Reproduce the records below exactly, with nothing altered.
--- START ---
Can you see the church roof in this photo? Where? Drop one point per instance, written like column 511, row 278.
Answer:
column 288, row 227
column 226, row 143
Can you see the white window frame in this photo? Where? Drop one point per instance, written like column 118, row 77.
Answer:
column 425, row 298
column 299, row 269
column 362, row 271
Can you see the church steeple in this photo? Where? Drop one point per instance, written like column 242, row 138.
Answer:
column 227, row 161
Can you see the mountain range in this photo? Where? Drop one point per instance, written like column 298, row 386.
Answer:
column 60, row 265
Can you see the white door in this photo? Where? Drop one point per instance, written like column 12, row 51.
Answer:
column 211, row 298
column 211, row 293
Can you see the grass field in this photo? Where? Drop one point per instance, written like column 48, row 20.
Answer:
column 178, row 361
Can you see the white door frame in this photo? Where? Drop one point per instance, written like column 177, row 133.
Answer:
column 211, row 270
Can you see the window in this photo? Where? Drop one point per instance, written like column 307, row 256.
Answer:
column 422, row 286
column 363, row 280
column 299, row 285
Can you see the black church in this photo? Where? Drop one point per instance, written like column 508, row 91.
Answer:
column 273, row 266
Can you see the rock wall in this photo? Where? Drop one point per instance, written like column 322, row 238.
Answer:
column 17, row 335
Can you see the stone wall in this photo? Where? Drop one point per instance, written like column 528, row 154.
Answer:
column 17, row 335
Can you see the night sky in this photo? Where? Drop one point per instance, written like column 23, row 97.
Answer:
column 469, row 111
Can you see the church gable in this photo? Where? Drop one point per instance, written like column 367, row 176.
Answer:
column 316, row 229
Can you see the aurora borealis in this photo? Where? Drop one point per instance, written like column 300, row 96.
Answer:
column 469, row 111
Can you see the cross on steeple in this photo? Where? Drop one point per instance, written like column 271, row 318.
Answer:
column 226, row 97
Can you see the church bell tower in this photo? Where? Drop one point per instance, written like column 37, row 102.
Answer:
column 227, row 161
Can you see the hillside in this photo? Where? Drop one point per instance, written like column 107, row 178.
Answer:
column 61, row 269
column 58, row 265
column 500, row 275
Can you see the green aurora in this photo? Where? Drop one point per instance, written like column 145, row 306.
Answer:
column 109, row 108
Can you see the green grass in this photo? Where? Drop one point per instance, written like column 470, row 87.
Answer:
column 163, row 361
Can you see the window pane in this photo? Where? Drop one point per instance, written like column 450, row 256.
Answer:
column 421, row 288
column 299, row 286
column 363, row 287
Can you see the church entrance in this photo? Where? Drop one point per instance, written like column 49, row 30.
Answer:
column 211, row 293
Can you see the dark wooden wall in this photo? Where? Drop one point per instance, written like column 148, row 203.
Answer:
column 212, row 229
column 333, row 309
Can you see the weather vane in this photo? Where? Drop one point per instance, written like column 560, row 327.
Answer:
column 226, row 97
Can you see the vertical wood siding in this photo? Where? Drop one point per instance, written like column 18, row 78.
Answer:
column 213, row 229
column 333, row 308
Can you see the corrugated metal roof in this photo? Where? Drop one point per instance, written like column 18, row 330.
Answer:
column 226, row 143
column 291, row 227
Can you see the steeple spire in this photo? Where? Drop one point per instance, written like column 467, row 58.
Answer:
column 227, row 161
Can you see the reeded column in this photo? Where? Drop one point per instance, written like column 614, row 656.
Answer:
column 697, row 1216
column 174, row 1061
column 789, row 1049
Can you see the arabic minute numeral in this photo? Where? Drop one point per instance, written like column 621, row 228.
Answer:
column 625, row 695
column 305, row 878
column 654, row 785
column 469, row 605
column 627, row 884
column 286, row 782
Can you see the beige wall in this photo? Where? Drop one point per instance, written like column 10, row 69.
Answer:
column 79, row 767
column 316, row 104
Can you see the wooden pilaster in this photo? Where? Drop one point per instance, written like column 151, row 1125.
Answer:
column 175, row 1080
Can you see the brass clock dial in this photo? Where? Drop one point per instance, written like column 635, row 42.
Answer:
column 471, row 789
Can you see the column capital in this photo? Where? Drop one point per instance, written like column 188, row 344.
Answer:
--- END ---
**EXERCISE SOLUTION**
Can you see the church roof in this photo? Where? Drop one point per instance, written like column 511, row 278.
Answer:
column 288, row 227
column 226, row 143
Can you see the white window frame in this photo? Where? Drop one point per instance, written like column 118, row 77.
Answer:
column 425, row 298
column 299, row 269
column 362, row 271
Can you see the church steeple in this photo? Where? Drop one point per instance, written like column 242, row 138.
Answer:
column 227, row 161
Can you see the mountain range in this photo? Where? Drop one point per instance, written like column 298, row 386.
Answer:
column 60, row 265
Can you see the white door in this photo? Where? Drop one point per instance, written like column 12, row 51.
Answer:
column 211, row 298
column 211, row 293
Can you see the grass field in this photo? Where? Drop one point per instance, written like column 48, row 20.
Answer:
column 178, row 361
Can you see the white door frame in this photo? Where? Drop one point per instance, written like column 177, row 133.
Answer:
column 211, row 270
Can you see the window in this photo? Where? Drop one point per instance, written like column 307, row 256.
Answer:
column 422, row 286
column 363, row 280
column 299, row 285
Can you see the black church in this photo? Where? Drop one point per instance, written like column 508, row 91.
Answer:
column 273, row 266
Can you see the rock wall in this photo? Where? Drop one point per instance, written like column 322, row 238.
Answer:
column 17, row 335
Can you see the stone wall in this photo? Where? Drop one point per instance, written like column 528, row 154.
Answer:
column 17, row 335
Can you see the night sky in this photo? Where? Drop one point per instance, written like column 23, row 97.
Answer:
column 469, row 111
Can you see the church gable in this photo? Where? Drop one point per instance, written like column 367, row 176.
Answer:
column 316, row 229
Can you see the aurora borealis in this photo? Where? Drop one point per instance, written like column 300, row 96.
Answer:
column 469, row 111
Can you see the cross on steeple in this photo? Where? Drop one point per instance, written like column 271, row 318.
Answer:
column 226, row 97
Can you see the church bell tower in this photo? Where? Drop one point per instance, written like column 37, row 102.
Answer:
column 227, row 161
Can you see the hillside in this photo? Where? Drop one point per instance, written like column 107, row 178.
Answer:
column 61, row 269
column 58, row 265
column 500, row 275
Can you see the green aurora in this photo? Where? Drop one point per instance, written like column 145, row 306.
Answer:
column 109, row 108
Can you see the green grass in this photo? Where? Drop one point per instance, written like column 470, row 87.
Answer:
column 163, row 361
Can you see the window pane in this photo? Where? Drop one point per instance, written like column 450, row 256.
Answer:
column 421, row 288
column 299, row 286
column 363, row 287
Can you see the church entrance in this photo? Where? Drop one point per instance, written like column 49, row 30.
Answer:
column 211, row 293
Can you see the dark wooden wall in this photo? Where? Drop one point per instance, written like column 148, row 203.
Answer:
column 212, row 229
column 333, row 309
Can you see the weather vane in this photo? Where? Drop one point per instance, written like column 560, row 327.
Answer:
column 226, row 97
Can you see the vertical wood siding in this photo? Where? Drop one point per instance, written like column 18, row 78.
Answer:
column 213, row 229
column 333, row 308
Can you see the corrugated metal roof in this photo? Where? Drop one point per instance, written like column 18, row 330.
Answer:
column 226, row 143
column 291, row 227
Can you see the steeple spire in this photo? Where? Drop one point per instance, written like column 467, row 58.
Answer:
column 227, row 161
Can you see the reeded column in this photo? Where? Drop one point per instance, written like column 614, row 656.
Answer:
column 697, row 1216
column 174, row 1061
column 789, row 1049
Can you see the arabic minute numeral in this photo? Where? Drop one point per instance, written like column 621, row 228.
Answer:
column 625, row 695
column 305, row 878
column 654, row 785
column 469, row 605
column 627, row 884
column 286, row 782
Can you see the beige wall in this photo? Where? Drop one point per instance, written like column 10, row 69.
Answer:
column 79, row 767
column 316, row 104
Can you see the wooden pilaster in this photo? Where? Drop one point per instance, written like column 151, row 1125.
Answer:
column 175, row 1080
Can you see the brass clock dial in this photo? Where? Drop one point per instance, written like column 635, row 42.
Answer:
column 471, row 789
Can you see the column capital in this photo? Where? Drop one point per instance, written like column 188, row 344.
Answer:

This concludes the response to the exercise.